Segment Start: Document section
Antone’s proposes cafeteria, food-service center at Oakhill


By Peter H. Milliken

milliken@vindy.com

YOUNGSTOWN

A local banquet-hall operator proposes to use the food-service facilities at Oakhill Renaissance Place as a central kitchen to prepare lunches for area schoolchildren and as a cafeteria to serve breakfast and lunch to Oakhill workers and visitors.

Ross Scianna, president of Antone’s Banquet Center in Boardman, where the school food is now prepared, made the proposal Thursday to the Mahoning County Building Commission.

Scianna said his operation served more than 1,000 children daily in the 2010-2011 school year ending this month and expects that to grow to 5,000 next school year. “We need a larger facility than what we have,” he told the commission.

The operation would bring 50 jobs to Oakhill in its first year there, growing to at least 100 jobs in its second and third years, he said.

“It’s all local. All the money stays in the [Mahoning] Valley. The money that stays in the Valley is spent in the Valley,” he said of his operation.

The commission took his proposal under advisement and voted to prepare specifications to advertise for bids for the use of Oakhill’s food service area.

The county-owned Oakhill is the former Forum Health Southside Medical Center, which now houses the county’s Department of Job and Family Services, coroner’s office, veterans’ service commission and recycling division, the city health department and the Mahoning-Youngstown Community Action Partnership.

The recycling division moved Tuesday from the county’s South Side Annex to Oakhill, and the county’s board of elections hopes to move from the annex to Oakhill by the end of this month, said Tracie Kaglic, project manager for Oakhill renovations at Olsavsky-Jaminet Architects.

Renovations for the board of elections’ Oak- hill quarters were completed entirely by county facilities department employees.

Still to move from the annex to Oakhill are the county clerk of court’s auto title division and the Mahoning Valley Law Enforcement Task Force.

Supervisory FBI Agent Jon M. Holloway told the commission he will apply for federal money to go toward renovations for task force quarters at Oakhill, which the force would occupy rent-free. The FBI is a participant in the task force, which occupies its annex quarters rent-free.

The county health department’s adult day-care center will move from the annex, either to Oakhill or to the Austintown Senior Center, Kaglic said.

The commission also voted to advertise for bids to replace about 40,000 square feet of roof at Oakhill.

Robert E. Bush Jr., county JFS director, said air conditioning began functioning June 9 in most parts of Oakhill that had been without it because of rain that delayed the pouring of a new concrete cooling-tower pad for the air-conditioning system.

Air conditioning is now functioning in 90 percent of Oakhill, with some duct work remaining to be installed, he said.

Usable space in the former hospital is now 52 percent occupied, with 48 percent still available, Kagic told the commission.
Segment End: Document section
Segment Start: Supplied entries
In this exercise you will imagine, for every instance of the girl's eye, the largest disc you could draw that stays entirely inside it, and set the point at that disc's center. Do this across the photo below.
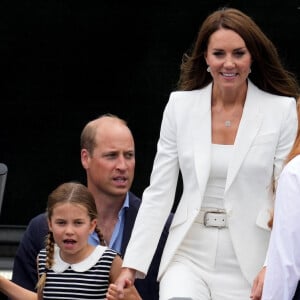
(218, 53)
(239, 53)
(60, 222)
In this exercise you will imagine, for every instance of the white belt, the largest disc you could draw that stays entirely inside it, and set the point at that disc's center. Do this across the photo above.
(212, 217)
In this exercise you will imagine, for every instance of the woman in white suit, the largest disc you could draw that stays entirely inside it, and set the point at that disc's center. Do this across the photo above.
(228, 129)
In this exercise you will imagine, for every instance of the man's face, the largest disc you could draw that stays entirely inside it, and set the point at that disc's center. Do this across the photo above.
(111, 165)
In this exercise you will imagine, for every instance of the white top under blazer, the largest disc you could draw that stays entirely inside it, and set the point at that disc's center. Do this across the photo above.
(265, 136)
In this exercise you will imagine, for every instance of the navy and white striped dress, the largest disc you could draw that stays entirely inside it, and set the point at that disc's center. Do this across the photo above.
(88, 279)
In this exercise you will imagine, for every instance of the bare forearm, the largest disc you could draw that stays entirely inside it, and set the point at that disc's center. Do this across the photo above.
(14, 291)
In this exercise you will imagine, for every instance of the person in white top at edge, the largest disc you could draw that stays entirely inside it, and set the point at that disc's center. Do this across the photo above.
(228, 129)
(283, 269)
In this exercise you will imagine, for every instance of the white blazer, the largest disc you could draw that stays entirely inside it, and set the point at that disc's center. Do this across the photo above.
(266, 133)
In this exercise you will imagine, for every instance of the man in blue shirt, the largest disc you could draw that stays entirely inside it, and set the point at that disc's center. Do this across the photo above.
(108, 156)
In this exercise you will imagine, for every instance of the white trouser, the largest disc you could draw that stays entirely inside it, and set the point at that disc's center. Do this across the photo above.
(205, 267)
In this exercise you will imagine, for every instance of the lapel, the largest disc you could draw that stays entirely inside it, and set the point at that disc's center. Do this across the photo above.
Segment End: Supplied entries
→ Work request 1:
According to the Oakhill article, how many jobs would the operation bring to Oakhill in its first year there?
→ Work request 2:
Revise a passage of the Oakhill article, beginning at the words "By Peter H." and stopping after "he told the commission.". Replace "Thursday" with "Wednesday" throughout.
The listing has no connection to the Oakhill article.

→ Your response 1:
50 jobs

→ Your response 2:
By Peter H. Milliken

milliken@vindy.com

YOUNGSTOWN

A local banquet-hall operator proposes to use the food-service facilities at Oakhill Renaissance Place as a central kitchen to prepare lunches for area schoolchildren and as a cafeteria to serve breakfast and lunch to Oakhill workers and visitors.

Ross Scianna, president of Antone’s Banquet Center in Boardman, where the school food is now prepared, made the proposal Wednesday to the Mahoning County Building Commission.

Scianna said his operation served more than 1,000 children daily in the 2010-2011 school year ending this month and expects that to grow to 5,000 next school year. “We need a larger facility than what we have,” he told the commission.